QUESTIONS ▸
**A.** List every present the birthday post describes in its final paragraph.
**B.** Reproduce the passage of the birthday post from "Also, being such" to "this small city.", swapping "homebody" for "recluse".

DOCUMENT EXCERPT ▸
===============

The Corner Room
The Corner Room

Yesterday, I went to Portland-town to meet my daughter Shannon and our friend Kate for yet another birthday celebration. Man oh man do I love birthdays. Not for me the slinking into the corner as I get older, refusing to celebrate the passing of the years. I have no problem telling people my age—I’ll be 54 on Thursday—and especially after last year’s bout with breast cancer, I feel very grateful to still be around. As my book-group buddy Mona Baker has put it, growing old is a privilege, not a right.

Also, being such a homebody, it was a treat go to the “big city.” I parked my car some distance from the restaurant and took such pleasure in the sights and sounds of Portland—the tall stone buildings, the shops, the blue sky above, and the smells of coffee and food mingling with the smell of the dusty street. And the people—so many people!—some dressed in smart dark suits; a pretty young woman wearing short shorts and what in my day we would have called “shit kickers”; two ragged people—also young—on a bench; a little dog lolling outside a shop. All belonged to the life of this small city.

Shannon and Kate were waiting for me in The Corner Room, a compact but cozy restaurant specializing in tasty Italian food. I had been looking forward to trying their eggplant Parmesan sandwich, but for some reason they were out of the ingredients. So I chose the prosciutto panino, and it was very good indeed. Since it was my birthday, I allowed myself a side order of fries, hand-cut but disappointingly lukewarm. Nevertheless, I ate them all.

Hand-cut fries and prosciutto panino
Hand-cut fries and prosciutto panino

There were more presents—a subscription to Cook’s Illustrated magazine from Shannon and a beautiful glass bowl made from recycled glass from Kate as well as a little bluebird for my bird collection.

===============

SOURCE INFORMATION ▸

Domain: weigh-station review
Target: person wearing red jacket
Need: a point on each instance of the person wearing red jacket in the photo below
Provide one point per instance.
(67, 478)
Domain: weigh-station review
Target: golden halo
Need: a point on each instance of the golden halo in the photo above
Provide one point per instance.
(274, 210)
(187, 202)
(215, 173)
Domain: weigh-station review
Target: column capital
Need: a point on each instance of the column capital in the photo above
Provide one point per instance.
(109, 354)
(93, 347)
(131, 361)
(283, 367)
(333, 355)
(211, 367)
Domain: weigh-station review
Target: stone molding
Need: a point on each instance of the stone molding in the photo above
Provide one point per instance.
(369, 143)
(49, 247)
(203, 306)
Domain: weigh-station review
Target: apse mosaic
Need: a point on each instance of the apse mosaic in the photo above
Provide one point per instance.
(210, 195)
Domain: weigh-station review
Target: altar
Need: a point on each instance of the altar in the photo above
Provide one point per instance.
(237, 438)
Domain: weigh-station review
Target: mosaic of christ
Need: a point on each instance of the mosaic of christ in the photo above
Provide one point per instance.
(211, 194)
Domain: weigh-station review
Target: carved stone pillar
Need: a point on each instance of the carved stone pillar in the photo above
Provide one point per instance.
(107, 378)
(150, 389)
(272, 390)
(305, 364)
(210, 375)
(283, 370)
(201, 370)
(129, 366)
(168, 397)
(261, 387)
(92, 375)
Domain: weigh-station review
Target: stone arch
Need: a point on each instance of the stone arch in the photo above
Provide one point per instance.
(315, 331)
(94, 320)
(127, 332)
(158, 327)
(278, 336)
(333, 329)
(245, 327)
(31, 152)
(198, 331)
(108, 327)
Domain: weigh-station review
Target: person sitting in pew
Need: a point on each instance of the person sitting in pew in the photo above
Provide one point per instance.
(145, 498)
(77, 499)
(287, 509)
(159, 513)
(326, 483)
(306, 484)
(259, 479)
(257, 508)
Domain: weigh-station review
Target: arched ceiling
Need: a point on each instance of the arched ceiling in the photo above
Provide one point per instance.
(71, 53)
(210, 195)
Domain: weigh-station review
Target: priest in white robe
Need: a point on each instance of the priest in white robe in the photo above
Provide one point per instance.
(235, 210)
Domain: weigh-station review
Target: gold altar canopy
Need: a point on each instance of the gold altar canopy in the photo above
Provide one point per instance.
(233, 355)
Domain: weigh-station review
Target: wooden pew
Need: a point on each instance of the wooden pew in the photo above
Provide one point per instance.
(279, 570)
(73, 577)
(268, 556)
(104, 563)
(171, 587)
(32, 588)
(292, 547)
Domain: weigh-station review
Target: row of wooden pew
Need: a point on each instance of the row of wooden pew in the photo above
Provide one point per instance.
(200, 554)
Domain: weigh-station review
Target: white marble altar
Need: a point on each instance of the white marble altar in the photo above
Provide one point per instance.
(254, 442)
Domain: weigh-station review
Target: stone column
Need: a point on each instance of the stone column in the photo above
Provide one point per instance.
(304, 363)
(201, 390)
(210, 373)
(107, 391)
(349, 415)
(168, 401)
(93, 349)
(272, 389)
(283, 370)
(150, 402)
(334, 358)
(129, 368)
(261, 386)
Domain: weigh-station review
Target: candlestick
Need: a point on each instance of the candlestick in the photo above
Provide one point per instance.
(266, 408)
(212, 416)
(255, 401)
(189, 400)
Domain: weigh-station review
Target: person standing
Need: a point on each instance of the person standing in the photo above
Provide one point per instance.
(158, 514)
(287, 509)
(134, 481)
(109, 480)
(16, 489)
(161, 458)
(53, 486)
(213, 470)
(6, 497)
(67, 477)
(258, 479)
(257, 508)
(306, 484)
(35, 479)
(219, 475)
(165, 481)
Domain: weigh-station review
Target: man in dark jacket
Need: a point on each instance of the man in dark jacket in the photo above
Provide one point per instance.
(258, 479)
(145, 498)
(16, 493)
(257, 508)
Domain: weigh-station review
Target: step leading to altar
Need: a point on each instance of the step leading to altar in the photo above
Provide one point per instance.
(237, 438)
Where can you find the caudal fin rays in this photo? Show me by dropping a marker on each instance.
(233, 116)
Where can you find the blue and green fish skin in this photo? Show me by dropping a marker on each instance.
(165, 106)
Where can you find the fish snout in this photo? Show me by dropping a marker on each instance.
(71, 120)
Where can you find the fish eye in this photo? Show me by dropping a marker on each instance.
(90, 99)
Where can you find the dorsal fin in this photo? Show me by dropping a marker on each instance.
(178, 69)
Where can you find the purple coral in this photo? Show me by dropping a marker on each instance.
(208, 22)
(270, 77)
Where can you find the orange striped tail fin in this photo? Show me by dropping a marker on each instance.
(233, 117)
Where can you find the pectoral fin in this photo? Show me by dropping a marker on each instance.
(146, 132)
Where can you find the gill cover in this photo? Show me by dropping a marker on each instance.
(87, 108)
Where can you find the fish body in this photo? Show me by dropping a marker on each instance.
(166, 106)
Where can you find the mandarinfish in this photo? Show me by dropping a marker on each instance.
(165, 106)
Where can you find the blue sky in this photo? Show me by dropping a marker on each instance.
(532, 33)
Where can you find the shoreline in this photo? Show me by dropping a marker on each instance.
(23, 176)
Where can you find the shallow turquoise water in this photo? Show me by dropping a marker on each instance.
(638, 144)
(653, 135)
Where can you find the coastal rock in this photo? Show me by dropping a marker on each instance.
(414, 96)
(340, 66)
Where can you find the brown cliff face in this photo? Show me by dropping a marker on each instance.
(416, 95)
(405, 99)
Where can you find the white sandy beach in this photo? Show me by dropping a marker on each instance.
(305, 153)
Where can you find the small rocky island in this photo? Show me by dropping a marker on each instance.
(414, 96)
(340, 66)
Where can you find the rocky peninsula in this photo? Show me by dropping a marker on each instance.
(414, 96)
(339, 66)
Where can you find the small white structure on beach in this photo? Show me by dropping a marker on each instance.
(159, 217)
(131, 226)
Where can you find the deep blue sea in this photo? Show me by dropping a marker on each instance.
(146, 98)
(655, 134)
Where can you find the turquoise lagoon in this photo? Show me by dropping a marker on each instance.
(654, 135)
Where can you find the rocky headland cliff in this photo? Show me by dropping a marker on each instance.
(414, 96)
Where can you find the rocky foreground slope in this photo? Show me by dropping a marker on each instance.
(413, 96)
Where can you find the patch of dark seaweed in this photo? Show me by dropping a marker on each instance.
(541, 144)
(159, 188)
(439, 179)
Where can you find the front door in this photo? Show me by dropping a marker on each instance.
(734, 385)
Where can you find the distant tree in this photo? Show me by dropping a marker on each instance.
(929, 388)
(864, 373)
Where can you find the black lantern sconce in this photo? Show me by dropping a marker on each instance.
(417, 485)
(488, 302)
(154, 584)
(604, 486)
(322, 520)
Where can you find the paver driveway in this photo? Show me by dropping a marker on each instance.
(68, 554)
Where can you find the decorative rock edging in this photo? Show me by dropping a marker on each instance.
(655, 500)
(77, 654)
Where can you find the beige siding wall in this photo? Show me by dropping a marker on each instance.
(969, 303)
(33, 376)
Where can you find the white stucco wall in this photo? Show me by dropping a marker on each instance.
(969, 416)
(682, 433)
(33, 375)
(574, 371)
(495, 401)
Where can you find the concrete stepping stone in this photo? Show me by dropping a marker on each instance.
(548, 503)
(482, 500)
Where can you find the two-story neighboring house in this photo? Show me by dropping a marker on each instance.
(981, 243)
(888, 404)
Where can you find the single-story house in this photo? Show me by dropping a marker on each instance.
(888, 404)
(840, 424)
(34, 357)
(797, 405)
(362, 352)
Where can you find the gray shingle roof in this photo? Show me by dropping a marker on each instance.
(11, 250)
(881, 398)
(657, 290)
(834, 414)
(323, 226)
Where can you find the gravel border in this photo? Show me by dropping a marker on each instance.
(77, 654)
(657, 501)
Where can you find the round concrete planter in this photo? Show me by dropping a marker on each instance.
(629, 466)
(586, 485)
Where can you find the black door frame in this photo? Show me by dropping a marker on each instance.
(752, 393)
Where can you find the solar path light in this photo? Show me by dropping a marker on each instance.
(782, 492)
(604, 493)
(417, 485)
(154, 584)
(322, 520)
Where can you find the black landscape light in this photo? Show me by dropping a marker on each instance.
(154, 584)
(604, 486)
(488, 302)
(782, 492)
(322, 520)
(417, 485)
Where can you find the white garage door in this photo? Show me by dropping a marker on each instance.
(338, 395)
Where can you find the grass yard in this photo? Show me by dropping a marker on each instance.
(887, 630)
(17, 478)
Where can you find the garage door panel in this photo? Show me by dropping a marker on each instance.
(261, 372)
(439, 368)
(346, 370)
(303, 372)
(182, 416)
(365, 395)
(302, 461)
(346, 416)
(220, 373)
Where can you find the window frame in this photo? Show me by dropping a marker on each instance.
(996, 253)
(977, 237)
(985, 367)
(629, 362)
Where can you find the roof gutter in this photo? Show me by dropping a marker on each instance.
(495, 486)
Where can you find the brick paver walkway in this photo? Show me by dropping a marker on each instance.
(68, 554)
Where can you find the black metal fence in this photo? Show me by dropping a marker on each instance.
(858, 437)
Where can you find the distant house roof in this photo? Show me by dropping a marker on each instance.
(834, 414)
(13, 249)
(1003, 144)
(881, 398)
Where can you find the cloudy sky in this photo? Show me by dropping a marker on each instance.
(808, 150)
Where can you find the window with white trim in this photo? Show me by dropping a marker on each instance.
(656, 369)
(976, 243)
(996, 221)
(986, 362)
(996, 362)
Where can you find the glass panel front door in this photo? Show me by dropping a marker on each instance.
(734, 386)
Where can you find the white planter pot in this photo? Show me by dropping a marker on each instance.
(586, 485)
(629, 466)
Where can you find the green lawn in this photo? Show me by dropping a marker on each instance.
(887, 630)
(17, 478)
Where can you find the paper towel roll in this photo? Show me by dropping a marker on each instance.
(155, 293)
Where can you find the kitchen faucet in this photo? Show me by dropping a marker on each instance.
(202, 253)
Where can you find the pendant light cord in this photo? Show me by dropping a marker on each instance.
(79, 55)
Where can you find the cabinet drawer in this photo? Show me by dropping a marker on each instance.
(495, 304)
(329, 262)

===============

ANSWERS FOR EACH ITEM ▸
**A.**
- A subscription to Cook's Illustrated magazine
- A beautiful glass bowl made from recycled glass
- A little bluebird for the bird collection

**B.**
Also, being such a recluse, it was a treat go to the “big city.” I parked my car some distance from the restaurant and took such pleasure in the sights and sounds of Portland—the tall stone buildings, the shops, the blue sky above, and the smells of coffee and food mingling with the smell of the dusty street. And the people—so many people!—some dressed in smart dark suits; a pretty young woman wearing short shorts and what in my day we would have called “shit kickers”; two ragged people—also young—on a bench; a little dog lolling outside a shop. All belonged to the life of this small city.